<<<<

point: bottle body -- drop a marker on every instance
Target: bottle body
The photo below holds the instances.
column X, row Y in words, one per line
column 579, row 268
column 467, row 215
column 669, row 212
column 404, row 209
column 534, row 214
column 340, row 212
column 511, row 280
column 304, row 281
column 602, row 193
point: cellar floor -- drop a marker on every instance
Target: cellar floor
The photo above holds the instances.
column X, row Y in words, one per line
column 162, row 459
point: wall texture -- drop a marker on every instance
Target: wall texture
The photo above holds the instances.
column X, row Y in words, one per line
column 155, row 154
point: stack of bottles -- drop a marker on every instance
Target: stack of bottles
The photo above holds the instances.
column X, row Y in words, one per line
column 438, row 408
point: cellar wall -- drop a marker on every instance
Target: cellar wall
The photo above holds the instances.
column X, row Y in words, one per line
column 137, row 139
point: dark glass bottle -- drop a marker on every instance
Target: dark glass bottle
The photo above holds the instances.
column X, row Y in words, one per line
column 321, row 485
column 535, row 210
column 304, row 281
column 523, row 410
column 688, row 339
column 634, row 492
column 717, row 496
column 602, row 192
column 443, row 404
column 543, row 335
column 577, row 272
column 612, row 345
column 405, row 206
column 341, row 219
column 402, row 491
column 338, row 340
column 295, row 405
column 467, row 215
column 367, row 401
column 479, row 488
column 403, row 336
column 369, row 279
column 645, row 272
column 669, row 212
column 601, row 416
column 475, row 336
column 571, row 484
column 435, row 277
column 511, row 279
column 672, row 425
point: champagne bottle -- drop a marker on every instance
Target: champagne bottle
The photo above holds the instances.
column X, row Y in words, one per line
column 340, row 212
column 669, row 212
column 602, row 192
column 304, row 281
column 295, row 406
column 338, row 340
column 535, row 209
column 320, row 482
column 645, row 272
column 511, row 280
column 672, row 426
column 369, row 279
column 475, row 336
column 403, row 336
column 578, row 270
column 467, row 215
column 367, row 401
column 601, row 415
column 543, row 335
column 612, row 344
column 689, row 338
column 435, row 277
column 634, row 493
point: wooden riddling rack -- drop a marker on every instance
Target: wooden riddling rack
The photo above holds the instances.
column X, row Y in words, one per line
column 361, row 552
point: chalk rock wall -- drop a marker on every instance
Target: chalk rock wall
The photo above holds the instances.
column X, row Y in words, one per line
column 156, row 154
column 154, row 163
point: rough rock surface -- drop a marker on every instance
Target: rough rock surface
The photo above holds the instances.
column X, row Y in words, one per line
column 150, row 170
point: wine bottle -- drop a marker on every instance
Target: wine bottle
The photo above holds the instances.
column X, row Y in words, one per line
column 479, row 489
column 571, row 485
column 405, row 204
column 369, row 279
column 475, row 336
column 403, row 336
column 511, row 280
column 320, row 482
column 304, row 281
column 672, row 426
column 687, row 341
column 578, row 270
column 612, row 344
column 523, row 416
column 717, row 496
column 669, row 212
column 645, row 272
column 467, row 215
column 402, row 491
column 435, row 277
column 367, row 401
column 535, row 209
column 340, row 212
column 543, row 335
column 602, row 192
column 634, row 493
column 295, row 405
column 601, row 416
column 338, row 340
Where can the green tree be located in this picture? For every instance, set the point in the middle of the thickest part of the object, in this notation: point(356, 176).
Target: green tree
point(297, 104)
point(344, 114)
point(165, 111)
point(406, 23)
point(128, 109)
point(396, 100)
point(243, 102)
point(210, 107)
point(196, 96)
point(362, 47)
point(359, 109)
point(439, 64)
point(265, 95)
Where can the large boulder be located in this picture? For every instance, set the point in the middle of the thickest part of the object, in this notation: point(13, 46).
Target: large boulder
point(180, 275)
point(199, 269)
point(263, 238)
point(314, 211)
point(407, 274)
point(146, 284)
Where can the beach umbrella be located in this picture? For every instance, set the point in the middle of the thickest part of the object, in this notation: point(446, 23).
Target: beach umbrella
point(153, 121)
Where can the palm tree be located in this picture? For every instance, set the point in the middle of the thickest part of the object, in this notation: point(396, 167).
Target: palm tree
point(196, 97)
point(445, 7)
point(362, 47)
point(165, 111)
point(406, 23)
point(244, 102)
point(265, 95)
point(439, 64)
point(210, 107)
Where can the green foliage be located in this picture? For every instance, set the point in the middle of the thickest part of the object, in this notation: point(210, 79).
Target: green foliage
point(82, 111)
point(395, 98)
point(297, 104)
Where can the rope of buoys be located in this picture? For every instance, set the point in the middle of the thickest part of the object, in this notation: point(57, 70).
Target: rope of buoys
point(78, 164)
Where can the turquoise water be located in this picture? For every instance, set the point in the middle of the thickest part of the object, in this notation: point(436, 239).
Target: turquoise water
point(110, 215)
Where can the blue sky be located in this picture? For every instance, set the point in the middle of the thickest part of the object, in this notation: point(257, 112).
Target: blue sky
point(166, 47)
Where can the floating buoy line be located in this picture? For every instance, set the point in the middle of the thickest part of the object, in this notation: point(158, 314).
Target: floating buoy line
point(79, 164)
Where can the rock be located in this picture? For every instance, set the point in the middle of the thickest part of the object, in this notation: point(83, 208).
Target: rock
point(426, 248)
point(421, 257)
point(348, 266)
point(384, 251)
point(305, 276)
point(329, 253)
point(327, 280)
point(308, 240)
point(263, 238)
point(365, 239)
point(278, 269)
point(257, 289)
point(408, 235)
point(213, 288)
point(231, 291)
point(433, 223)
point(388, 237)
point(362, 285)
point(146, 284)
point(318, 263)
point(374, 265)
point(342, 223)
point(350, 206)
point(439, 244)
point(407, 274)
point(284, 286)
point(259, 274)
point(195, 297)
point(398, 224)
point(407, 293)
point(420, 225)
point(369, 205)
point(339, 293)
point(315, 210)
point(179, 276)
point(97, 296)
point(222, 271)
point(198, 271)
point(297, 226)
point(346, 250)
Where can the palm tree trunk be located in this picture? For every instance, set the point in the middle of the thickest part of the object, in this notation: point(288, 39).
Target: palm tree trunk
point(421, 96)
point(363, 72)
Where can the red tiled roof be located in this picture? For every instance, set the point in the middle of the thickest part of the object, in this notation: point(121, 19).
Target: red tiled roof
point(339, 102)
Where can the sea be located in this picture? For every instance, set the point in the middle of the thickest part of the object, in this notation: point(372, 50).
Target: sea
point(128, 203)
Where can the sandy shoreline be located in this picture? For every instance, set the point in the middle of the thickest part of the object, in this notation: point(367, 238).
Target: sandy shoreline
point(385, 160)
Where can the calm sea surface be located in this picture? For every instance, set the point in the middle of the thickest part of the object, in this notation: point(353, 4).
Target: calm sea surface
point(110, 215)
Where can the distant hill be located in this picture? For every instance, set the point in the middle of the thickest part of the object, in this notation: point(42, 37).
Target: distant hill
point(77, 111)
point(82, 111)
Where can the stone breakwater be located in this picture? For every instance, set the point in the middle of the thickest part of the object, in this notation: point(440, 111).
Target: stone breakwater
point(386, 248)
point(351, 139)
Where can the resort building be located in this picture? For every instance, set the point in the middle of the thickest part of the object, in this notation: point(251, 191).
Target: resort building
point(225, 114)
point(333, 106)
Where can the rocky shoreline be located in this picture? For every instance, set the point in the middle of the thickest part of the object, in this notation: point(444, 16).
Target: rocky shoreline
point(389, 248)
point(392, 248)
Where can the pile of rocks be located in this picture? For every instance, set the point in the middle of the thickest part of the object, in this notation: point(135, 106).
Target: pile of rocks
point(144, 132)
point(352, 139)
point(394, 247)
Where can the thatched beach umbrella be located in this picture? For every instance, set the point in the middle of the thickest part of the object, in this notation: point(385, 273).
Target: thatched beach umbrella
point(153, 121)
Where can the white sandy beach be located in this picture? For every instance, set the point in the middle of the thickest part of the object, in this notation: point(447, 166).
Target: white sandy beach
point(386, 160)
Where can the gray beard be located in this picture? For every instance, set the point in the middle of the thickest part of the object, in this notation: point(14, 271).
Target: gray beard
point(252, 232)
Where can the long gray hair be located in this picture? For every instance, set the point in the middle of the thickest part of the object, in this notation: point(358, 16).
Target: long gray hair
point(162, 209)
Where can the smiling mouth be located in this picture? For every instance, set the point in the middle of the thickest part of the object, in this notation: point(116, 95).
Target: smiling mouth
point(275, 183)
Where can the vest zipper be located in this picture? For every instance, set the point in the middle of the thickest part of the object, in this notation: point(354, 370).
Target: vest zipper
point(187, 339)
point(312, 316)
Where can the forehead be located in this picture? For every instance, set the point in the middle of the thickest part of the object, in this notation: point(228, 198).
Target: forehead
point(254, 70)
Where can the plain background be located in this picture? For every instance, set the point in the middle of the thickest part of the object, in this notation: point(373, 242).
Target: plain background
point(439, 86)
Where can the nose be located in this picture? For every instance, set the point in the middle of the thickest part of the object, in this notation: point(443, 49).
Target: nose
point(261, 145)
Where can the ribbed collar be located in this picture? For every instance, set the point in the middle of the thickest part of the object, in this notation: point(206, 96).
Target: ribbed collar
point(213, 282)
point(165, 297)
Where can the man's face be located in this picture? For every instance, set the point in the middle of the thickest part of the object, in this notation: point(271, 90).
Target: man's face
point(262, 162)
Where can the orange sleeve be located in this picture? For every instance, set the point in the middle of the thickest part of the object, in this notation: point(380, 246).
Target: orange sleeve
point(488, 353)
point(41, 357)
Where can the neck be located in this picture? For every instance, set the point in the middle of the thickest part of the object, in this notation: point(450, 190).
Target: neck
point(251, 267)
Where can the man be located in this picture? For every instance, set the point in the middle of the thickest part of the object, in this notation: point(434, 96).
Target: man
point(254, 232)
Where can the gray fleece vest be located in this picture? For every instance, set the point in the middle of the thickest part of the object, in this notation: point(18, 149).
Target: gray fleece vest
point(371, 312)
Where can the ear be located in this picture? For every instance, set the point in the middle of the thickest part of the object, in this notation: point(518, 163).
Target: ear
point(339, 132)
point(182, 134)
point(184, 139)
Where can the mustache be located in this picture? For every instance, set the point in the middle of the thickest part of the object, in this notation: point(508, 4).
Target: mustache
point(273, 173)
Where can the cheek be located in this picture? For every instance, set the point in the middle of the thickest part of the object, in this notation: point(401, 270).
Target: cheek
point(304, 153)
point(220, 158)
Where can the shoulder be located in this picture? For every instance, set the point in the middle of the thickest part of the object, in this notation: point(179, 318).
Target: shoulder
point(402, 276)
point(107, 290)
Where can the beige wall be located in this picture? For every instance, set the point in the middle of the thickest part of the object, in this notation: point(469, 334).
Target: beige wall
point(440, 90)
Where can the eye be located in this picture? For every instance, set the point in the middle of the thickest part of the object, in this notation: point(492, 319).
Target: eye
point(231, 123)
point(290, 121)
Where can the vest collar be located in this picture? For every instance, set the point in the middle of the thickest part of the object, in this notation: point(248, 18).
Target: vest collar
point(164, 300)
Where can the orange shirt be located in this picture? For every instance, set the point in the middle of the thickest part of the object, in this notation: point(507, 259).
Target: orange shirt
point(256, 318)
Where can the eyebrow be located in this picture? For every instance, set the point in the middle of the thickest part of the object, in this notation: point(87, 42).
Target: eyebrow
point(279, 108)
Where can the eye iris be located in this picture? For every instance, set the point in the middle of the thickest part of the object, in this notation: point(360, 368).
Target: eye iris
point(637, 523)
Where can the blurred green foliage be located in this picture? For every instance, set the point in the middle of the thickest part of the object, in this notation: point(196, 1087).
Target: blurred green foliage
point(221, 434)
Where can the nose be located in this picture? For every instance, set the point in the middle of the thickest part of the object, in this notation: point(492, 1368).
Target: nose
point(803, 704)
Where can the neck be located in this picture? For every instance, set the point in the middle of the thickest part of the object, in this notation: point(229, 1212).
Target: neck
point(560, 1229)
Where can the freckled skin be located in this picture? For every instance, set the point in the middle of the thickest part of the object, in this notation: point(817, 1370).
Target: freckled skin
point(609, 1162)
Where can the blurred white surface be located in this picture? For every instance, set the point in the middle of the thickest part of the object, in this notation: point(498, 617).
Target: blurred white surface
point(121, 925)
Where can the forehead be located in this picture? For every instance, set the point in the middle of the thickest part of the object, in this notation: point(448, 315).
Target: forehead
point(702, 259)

>>>>

Return each line in the records that holds the string "texture".

## [Exercise result]
point: wall texture -- drop a marker on every instance
Target: wall texture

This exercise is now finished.